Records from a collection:
-=-=-

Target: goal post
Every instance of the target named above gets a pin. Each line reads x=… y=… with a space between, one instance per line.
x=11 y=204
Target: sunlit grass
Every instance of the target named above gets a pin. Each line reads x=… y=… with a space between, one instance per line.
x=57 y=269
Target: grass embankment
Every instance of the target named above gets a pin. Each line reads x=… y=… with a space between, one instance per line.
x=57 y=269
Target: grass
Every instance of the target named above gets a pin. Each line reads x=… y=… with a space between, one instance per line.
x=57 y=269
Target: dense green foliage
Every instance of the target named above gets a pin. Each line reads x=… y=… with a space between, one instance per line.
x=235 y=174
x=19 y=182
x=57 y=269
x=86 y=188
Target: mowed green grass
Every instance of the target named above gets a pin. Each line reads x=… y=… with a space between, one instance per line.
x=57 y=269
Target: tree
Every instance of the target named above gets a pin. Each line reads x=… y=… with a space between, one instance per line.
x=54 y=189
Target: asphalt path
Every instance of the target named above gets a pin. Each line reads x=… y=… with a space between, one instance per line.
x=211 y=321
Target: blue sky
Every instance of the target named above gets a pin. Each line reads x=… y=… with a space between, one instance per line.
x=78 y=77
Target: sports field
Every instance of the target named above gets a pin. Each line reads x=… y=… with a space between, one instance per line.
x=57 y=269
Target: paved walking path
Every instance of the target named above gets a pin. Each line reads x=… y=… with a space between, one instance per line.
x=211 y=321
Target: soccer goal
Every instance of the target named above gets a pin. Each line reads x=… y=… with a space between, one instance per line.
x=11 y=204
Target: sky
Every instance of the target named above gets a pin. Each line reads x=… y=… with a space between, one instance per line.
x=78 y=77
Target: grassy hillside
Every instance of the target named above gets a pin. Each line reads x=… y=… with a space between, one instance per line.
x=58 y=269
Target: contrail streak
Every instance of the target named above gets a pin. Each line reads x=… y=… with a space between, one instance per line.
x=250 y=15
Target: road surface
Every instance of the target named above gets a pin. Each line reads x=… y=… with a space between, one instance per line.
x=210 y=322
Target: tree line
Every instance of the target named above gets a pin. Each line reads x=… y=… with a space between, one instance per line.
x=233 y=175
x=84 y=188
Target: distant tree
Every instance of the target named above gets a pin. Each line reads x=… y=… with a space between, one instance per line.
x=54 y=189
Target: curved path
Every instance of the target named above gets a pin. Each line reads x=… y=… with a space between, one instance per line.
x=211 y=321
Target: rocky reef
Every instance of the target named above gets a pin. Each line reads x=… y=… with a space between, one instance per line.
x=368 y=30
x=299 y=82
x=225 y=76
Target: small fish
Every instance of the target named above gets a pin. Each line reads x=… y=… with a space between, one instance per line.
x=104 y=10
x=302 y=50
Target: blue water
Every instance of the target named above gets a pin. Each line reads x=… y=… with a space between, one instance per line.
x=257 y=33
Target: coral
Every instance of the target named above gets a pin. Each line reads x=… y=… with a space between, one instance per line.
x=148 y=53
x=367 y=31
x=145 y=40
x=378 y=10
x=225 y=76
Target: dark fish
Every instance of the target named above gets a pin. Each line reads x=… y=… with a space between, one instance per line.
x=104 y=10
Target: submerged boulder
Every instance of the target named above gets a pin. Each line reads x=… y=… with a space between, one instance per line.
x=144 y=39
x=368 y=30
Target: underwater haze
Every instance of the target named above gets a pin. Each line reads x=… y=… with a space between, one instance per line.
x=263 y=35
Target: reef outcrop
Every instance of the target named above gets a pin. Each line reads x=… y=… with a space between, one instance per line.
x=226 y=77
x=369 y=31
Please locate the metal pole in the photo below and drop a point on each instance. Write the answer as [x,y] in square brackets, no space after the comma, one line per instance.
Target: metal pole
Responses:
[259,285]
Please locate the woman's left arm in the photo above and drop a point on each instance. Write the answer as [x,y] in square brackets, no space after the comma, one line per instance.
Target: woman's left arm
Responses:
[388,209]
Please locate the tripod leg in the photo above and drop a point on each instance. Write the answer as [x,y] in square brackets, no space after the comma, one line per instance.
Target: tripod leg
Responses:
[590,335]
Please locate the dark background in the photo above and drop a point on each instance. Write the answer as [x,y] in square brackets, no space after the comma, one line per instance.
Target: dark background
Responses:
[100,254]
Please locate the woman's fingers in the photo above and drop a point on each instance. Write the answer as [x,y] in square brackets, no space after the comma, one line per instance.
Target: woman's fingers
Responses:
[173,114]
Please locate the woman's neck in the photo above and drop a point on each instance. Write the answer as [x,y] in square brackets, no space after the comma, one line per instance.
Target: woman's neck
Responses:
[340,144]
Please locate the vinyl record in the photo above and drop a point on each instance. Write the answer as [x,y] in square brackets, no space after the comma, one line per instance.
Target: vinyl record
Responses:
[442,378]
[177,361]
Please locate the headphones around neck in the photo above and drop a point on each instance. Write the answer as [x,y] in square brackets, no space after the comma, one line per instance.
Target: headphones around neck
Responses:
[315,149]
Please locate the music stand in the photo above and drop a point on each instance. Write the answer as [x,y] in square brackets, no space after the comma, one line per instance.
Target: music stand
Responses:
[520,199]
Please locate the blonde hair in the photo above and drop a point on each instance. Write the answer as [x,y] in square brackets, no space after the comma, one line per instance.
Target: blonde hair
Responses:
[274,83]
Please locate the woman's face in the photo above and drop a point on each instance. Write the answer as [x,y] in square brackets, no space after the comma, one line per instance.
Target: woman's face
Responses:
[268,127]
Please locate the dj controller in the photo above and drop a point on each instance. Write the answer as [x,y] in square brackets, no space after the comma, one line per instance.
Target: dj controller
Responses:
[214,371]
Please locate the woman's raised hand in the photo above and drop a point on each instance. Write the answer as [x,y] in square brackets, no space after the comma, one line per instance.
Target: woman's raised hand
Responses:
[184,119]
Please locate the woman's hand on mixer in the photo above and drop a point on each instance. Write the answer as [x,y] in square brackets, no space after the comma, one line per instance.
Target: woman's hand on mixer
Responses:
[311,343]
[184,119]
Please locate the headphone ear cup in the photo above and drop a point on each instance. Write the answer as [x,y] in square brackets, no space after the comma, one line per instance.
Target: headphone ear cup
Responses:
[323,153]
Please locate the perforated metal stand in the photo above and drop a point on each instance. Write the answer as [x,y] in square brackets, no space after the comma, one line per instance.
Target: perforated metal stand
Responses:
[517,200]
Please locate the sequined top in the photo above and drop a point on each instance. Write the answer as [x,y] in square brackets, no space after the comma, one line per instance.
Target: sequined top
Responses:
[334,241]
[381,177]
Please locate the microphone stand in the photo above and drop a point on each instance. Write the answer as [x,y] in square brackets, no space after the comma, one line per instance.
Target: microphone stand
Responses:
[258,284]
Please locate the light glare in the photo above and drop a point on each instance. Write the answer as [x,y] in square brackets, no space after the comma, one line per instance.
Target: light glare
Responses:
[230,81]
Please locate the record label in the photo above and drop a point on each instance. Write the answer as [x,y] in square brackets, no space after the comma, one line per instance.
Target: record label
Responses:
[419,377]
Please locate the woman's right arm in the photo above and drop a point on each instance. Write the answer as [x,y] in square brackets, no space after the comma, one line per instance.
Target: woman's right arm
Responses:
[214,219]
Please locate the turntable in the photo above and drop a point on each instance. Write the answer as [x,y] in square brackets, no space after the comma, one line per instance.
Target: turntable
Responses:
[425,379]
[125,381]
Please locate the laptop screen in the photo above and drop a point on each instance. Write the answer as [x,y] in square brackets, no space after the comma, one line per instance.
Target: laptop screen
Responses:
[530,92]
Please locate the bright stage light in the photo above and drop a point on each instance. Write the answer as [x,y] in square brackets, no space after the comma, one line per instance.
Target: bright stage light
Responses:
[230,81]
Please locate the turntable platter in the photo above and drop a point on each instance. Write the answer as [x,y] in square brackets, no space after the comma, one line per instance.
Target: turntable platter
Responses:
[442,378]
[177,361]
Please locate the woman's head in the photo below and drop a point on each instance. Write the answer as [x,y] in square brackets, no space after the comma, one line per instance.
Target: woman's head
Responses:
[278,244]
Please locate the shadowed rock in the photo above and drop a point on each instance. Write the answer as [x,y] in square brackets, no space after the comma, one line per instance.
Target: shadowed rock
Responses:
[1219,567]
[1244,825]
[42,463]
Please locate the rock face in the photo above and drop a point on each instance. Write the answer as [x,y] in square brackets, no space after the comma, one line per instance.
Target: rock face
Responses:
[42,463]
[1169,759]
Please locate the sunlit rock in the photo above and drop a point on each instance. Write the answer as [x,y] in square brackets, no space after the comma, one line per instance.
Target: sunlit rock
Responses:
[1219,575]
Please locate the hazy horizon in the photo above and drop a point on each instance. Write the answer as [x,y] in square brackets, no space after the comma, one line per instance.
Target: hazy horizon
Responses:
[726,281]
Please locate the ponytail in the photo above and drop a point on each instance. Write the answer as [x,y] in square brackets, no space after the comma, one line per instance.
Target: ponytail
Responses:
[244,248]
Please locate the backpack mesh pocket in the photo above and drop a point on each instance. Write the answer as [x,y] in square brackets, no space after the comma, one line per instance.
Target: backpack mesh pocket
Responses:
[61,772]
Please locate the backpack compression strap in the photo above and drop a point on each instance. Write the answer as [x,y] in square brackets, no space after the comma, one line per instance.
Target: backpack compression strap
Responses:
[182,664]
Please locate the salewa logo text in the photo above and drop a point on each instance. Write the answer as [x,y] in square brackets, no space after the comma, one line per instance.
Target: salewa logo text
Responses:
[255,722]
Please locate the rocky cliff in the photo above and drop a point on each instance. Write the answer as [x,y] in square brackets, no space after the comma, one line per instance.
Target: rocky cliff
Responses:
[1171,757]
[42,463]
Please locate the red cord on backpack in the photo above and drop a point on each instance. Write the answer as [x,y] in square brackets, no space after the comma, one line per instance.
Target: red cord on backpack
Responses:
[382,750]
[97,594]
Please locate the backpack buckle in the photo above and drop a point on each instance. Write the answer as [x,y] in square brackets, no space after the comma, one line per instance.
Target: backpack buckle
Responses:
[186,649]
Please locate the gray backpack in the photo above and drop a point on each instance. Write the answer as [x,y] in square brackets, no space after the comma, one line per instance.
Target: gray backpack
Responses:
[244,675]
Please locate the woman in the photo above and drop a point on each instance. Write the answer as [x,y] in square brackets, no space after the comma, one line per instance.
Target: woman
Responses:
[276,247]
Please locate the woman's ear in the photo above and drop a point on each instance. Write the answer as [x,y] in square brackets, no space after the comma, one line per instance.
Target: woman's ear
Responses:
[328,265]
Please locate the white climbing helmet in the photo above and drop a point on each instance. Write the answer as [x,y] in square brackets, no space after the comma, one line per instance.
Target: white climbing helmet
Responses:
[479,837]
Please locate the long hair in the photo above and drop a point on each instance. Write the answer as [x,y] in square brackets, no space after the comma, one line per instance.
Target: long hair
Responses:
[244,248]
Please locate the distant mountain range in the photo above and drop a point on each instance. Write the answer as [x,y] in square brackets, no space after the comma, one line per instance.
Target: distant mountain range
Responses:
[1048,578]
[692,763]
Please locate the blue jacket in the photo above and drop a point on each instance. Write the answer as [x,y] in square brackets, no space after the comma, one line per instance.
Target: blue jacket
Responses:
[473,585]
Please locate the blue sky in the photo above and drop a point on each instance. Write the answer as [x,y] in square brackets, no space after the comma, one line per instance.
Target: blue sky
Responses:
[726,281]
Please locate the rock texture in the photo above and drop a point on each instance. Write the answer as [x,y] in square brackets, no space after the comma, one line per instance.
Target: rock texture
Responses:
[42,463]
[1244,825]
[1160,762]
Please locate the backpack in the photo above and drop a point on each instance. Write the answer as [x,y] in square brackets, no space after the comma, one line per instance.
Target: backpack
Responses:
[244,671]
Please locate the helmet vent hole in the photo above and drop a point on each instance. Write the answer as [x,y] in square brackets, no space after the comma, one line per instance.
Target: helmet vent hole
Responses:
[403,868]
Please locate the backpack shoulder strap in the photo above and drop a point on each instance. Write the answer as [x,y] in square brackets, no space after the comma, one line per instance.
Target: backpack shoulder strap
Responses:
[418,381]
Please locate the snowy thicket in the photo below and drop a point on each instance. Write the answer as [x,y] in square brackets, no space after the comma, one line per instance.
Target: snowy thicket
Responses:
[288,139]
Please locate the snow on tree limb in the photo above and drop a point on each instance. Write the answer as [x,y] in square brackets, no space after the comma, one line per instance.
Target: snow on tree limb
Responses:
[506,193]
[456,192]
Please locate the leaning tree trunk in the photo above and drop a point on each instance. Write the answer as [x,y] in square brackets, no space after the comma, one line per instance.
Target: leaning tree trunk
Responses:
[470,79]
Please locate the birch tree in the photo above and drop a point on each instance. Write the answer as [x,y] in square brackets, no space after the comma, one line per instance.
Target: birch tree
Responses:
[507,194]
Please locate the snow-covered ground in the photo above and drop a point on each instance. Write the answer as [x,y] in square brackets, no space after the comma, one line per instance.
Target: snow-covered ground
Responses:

-=-=-

▸ **REQUIRED WORK**
Look over the records. Copy the lines that include the word "laptop".

▸ **OUTPUT**
Please locate the laptop screen in the photo above and drop a point on each instance. Write the answer as [x,y] in square brackets, no space after the comma, one line per instance.
Target: laptop screen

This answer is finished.